The input Start Marker
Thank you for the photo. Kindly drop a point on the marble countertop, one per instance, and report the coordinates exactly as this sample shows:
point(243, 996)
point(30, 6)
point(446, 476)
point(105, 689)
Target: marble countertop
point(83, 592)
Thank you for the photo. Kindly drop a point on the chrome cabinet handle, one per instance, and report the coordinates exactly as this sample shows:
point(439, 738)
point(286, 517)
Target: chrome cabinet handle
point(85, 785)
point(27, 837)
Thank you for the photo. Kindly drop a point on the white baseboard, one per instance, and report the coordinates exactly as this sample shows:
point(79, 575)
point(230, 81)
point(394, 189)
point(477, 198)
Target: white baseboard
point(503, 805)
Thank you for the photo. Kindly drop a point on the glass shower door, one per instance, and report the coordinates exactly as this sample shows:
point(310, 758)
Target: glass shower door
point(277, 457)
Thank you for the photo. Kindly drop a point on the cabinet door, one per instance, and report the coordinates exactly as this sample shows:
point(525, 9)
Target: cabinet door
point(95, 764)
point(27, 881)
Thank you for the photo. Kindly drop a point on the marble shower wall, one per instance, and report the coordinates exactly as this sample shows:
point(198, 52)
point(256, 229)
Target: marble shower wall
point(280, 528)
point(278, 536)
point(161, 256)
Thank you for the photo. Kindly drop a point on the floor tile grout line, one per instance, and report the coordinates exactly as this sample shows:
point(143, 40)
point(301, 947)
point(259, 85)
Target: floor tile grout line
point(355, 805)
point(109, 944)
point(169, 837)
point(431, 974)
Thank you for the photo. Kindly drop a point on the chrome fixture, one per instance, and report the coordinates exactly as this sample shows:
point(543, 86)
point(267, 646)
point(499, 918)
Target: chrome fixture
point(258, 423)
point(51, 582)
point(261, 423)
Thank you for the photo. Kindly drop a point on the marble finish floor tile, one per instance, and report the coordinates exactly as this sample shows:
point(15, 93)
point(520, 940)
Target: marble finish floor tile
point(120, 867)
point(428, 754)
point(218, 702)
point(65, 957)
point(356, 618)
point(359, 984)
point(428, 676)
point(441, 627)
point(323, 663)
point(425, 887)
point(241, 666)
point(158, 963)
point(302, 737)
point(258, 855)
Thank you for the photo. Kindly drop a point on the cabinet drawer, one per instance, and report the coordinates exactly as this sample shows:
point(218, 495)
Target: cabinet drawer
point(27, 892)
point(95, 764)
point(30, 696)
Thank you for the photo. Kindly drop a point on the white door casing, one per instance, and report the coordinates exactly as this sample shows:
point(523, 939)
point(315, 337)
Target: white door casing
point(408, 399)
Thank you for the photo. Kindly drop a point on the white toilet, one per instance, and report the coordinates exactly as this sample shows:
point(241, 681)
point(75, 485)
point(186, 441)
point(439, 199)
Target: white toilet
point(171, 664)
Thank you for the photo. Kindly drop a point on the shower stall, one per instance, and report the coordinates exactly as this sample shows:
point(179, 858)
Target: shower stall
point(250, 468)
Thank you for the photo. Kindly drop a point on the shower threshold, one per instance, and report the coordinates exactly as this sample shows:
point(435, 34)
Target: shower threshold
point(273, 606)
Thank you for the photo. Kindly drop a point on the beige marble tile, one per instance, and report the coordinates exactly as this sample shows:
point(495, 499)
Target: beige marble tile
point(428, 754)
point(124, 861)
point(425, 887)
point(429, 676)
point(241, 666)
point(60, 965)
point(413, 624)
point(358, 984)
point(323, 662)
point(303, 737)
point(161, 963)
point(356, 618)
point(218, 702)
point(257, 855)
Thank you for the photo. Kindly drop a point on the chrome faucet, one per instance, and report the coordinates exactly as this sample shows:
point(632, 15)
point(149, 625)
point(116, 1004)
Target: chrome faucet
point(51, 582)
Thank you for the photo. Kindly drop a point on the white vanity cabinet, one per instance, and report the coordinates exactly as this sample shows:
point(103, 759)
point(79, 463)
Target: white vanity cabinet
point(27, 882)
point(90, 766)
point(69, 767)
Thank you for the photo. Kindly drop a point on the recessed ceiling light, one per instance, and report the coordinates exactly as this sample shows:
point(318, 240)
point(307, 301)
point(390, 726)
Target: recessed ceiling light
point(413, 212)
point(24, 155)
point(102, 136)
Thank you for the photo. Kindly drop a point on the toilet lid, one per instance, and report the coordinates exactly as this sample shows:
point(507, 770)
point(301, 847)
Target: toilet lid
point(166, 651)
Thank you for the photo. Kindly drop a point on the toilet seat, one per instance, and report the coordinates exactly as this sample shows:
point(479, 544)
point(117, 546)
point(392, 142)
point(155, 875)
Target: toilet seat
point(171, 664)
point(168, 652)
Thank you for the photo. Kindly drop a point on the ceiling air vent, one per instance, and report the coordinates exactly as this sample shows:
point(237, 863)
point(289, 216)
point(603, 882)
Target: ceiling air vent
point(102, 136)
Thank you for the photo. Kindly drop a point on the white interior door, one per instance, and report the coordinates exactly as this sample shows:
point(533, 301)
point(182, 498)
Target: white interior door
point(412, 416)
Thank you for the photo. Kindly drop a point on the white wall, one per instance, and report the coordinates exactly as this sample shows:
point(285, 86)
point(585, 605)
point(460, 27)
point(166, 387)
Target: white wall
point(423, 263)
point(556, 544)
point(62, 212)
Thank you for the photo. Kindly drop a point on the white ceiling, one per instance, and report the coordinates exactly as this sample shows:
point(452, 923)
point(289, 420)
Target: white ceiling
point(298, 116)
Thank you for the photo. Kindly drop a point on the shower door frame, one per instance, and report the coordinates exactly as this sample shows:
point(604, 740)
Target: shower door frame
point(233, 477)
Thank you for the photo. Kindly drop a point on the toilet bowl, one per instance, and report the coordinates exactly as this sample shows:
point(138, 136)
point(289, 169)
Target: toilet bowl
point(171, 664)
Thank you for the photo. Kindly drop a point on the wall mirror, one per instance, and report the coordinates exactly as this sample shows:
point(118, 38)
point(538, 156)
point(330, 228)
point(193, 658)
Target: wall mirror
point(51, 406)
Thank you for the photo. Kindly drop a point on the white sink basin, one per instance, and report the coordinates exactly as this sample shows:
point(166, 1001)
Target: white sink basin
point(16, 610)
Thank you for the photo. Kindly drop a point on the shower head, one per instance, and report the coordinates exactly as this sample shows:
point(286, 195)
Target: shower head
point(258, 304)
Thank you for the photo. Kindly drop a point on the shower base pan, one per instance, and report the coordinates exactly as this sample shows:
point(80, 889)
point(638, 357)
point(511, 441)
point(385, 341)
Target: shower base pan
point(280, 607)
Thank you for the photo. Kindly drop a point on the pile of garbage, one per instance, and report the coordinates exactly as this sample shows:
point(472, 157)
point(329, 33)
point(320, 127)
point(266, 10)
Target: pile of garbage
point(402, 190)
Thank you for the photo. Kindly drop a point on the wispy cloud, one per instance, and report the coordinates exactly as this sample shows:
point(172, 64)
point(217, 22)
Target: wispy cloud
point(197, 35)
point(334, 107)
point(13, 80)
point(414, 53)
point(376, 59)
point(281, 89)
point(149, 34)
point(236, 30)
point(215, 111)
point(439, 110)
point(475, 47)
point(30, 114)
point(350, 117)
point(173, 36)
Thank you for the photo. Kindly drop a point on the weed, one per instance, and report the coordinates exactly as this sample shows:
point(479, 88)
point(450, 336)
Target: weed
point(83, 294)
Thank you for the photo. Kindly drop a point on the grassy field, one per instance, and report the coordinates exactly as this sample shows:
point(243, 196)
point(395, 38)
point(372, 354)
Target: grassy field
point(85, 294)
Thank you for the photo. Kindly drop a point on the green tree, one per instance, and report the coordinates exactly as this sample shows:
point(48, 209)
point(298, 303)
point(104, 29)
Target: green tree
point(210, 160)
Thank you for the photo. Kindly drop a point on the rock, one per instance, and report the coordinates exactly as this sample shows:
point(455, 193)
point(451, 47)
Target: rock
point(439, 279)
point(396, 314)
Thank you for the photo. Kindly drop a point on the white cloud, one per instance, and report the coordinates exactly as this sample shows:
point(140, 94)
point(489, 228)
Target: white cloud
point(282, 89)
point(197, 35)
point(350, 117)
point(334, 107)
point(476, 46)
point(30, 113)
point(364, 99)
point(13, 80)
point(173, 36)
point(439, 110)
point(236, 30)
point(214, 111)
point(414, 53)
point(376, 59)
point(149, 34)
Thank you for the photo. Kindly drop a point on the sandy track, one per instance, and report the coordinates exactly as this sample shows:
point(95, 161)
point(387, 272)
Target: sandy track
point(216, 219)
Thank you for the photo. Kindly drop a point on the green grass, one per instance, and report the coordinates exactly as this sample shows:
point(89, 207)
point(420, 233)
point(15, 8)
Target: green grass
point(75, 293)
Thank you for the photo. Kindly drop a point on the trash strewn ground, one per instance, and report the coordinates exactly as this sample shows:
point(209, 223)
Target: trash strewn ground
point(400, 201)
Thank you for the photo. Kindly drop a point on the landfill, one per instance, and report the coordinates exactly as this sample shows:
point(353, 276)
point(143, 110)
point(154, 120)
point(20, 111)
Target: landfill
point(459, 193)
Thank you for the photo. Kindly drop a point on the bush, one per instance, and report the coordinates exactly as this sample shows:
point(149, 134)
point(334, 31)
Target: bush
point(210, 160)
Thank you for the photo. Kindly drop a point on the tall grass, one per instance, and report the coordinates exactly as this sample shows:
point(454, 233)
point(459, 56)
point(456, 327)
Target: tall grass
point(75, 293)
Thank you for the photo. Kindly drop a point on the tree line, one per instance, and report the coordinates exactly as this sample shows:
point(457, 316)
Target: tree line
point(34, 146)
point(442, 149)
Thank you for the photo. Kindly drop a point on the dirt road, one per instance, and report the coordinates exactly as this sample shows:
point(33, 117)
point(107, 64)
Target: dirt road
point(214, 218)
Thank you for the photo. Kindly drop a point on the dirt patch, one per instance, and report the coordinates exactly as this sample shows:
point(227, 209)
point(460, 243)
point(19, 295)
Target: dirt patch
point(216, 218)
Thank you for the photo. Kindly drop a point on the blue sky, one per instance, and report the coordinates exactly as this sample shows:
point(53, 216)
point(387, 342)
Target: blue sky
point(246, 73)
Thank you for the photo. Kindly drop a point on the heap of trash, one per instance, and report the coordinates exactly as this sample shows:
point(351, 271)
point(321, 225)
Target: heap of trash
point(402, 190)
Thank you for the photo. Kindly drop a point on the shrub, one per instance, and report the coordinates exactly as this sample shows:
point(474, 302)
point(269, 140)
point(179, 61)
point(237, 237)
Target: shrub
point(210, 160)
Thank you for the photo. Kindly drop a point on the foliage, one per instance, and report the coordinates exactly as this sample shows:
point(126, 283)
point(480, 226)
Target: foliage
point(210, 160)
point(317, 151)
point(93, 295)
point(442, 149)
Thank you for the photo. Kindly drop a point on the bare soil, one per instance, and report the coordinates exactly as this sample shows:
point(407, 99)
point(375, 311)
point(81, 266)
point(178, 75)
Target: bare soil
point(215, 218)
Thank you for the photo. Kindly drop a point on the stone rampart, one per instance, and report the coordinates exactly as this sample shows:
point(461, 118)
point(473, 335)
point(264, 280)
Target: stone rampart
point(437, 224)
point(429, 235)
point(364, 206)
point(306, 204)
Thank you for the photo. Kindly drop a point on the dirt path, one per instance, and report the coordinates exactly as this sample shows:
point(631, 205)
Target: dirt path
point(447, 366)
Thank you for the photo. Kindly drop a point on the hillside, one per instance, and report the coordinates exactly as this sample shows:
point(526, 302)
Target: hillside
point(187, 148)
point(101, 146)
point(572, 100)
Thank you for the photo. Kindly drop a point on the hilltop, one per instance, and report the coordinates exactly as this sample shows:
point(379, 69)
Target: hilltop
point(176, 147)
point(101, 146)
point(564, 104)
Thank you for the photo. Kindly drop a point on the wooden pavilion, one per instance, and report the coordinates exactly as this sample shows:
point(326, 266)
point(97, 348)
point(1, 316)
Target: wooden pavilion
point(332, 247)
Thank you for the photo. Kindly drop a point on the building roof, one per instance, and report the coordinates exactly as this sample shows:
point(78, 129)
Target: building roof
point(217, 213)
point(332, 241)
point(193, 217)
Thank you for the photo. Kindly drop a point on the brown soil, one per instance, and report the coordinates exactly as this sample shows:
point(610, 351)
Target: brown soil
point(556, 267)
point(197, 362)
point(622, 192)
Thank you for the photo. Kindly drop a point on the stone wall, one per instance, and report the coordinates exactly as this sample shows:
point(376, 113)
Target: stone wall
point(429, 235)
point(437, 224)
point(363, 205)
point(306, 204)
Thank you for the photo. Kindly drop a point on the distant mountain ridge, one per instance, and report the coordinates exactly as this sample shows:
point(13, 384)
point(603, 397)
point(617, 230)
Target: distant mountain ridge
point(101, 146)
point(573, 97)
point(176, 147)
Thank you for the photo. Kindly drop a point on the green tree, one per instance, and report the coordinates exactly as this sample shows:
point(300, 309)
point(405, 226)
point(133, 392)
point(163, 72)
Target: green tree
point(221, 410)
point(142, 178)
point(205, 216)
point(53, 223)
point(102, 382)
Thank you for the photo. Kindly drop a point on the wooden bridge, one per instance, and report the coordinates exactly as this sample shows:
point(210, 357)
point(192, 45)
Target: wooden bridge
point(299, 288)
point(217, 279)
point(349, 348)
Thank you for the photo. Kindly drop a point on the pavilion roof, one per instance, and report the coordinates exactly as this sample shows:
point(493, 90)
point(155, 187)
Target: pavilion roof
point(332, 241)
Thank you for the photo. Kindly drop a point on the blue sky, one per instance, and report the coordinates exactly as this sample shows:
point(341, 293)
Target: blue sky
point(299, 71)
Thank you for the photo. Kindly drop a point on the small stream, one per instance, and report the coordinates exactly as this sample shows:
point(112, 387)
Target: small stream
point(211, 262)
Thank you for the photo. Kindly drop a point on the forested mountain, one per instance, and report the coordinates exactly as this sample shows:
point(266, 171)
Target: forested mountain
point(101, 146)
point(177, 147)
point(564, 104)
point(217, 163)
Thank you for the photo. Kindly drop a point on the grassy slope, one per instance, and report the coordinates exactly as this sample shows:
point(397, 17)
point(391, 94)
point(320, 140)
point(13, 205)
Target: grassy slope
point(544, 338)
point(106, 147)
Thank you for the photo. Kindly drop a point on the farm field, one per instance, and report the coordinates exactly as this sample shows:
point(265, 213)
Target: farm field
The input End Marker
(Task prompt)
Print only what lies in the material above starting at the line with "point(405, 226)" and ending at the line with "point(192, 45)", every line exactly as given.

(Exercise response)
point(405, 226)
point(133, 392)
point(163, 72)
Target: green tree
point(221, 410)
point(142, 178)
point(205, 216)
point(53, 223)
point(102, 382)
Thank you for the photo. Kindly drop a point on the wooden bridge, one per instance, and report the coordinates exactly as this sample shows:
point(210, 357)
point(192, 45)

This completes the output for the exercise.